--- EXERCISE BRIEF ---
Reproduce word for word the line that contains "Place a dot on every instance of the bollard, one" and each line that follows it, stopping after the final line of the material.
.....
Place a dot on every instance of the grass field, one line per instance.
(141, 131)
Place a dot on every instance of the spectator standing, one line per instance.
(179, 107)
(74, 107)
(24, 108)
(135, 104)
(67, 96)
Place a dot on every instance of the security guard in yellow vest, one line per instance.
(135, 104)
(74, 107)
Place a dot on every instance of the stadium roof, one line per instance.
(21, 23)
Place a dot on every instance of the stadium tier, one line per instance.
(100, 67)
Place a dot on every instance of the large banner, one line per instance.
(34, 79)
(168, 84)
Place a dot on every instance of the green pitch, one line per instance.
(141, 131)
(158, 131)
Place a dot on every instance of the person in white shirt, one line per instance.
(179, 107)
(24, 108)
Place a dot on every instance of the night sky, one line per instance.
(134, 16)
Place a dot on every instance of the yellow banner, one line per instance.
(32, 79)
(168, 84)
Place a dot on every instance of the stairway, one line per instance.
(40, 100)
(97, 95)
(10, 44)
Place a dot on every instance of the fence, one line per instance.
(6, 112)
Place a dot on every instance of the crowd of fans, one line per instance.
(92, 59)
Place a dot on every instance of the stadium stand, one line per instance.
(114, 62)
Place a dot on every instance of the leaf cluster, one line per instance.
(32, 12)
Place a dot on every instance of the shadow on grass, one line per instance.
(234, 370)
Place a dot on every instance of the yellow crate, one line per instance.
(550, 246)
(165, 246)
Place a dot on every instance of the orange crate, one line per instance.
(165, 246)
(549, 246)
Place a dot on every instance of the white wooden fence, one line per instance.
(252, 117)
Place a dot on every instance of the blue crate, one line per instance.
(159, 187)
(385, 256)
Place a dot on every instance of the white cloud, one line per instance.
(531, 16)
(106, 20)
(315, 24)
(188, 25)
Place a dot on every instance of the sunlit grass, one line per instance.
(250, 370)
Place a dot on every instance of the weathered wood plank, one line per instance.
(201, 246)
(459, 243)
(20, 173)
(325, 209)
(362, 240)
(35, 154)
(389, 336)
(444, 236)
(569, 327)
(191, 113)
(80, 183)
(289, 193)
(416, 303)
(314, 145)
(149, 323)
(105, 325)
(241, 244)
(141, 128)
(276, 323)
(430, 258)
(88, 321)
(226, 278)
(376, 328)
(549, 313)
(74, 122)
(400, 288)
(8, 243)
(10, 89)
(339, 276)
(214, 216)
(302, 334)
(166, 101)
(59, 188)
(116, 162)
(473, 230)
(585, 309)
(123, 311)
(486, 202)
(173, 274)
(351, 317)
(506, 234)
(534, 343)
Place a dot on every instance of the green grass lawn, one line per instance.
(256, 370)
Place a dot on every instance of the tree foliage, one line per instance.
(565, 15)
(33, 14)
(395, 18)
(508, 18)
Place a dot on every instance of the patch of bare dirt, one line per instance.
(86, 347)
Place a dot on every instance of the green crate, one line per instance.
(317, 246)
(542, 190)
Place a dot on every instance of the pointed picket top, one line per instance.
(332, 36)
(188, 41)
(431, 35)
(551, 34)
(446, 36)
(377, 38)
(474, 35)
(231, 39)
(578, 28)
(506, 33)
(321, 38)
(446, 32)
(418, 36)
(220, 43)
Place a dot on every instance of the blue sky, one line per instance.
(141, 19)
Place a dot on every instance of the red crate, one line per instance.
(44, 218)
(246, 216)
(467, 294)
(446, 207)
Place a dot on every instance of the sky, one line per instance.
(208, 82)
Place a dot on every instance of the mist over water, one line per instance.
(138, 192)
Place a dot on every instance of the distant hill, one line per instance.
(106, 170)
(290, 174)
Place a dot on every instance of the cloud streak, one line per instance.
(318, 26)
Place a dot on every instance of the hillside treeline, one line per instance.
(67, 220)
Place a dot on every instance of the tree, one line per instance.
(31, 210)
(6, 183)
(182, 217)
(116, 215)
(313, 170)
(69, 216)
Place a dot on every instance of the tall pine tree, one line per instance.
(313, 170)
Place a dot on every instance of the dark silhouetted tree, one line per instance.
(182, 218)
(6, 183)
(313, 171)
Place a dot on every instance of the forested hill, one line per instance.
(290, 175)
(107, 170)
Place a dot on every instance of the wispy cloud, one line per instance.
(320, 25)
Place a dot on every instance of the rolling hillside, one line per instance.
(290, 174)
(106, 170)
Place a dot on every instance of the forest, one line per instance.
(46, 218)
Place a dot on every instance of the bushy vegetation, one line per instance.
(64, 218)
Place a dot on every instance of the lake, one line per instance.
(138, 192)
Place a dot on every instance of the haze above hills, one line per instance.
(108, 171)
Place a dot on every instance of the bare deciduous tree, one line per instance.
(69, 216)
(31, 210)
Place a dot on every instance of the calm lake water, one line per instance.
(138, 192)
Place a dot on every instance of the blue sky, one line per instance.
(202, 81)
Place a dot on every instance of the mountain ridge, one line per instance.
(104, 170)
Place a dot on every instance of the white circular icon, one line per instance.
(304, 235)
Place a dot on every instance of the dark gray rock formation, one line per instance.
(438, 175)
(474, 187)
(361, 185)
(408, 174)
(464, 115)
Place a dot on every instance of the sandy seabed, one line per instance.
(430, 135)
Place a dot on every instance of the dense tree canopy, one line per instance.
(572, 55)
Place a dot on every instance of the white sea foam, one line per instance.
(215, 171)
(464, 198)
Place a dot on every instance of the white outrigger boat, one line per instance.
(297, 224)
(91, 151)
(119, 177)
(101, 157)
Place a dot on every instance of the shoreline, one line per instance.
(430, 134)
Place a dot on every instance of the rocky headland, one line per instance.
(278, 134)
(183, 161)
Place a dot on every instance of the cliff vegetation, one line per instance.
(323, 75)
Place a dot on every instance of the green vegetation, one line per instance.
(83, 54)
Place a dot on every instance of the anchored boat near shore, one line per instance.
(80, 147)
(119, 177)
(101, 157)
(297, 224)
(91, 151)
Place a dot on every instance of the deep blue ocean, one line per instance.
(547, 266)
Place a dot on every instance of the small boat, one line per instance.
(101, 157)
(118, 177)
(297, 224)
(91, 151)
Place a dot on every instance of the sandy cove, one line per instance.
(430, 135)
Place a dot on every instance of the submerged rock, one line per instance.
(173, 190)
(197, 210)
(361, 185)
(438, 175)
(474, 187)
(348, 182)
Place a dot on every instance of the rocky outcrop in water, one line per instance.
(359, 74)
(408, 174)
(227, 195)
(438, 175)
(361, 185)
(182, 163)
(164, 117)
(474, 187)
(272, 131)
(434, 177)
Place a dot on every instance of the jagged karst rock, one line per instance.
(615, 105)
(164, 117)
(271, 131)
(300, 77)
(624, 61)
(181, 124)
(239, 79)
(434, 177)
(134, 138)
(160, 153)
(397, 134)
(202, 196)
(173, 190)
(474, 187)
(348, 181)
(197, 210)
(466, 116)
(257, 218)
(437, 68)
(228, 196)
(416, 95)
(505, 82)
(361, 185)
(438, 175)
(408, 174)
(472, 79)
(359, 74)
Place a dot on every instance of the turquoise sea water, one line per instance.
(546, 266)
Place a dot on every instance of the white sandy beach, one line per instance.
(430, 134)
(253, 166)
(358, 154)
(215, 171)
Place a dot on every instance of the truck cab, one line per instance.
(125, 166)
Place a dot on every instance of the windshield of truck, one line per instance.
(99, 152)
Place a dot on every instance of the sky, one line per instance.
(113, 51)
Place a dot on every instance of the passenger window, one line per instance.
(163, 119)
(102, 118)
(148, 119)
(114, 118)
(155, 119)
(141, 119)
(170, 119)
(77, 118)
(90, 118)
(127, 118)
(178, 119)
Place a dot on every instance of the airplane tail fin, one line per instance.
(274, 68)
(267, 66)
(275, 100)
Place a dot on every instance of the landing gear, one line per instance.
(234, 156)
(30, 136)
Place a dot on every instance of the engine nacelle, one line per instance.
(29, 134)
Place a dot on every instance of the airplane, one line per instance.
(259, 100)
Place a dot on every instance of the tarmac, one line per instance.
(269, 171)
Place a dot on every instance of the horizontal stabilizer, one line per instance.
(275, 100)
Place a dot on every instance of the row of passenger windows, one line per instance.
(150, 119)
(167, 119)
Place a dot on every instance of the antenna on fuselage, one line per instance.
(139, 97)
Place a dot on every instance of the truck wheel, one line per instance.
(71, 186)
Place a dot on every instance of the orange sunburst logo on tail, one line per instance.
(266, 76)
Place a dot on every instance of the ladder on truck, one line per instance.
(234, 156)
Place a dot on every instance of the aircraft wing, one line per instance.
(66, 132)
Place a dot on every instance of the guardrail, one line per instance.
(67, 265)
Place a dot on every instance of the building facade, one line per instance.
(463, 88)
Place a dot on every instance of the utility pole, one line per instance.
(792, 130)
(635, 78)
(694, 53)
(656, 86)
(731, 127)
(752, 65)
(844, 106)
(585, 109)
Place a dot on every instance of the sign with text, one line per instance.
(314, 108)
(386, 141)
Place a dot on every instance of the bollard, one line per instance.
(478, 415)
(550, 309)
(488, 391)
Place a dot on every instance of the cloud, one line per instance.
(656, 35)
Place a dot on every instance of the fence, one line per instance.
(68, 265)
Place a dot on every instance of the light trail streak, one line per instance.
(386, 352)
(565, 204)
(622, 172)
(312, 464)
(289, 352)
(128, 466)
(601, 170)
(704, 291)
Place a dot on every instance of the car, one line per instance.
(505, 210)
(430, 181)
.....
--- ANSWER ---
Place a dot on every instance of the bollard, one line per instance.
(478, 415)
(550, 309)
(488, 391)
Place a dot on every instance of the cloud, one line per instance.
(656, 35)
Place a dot on every instance of the fence, one line per instance.
(68, 265)
Place a dot on every instance of the light trail streak, one line per instance.
(386, 352)
(565, 204)
(622, 172)
(312, 464)
(289, 352)
(128, 466)
(601, 170)
(704, 291)
Place a dot on every instance of the car, one line per instance.
(505, 210)
(430, 181)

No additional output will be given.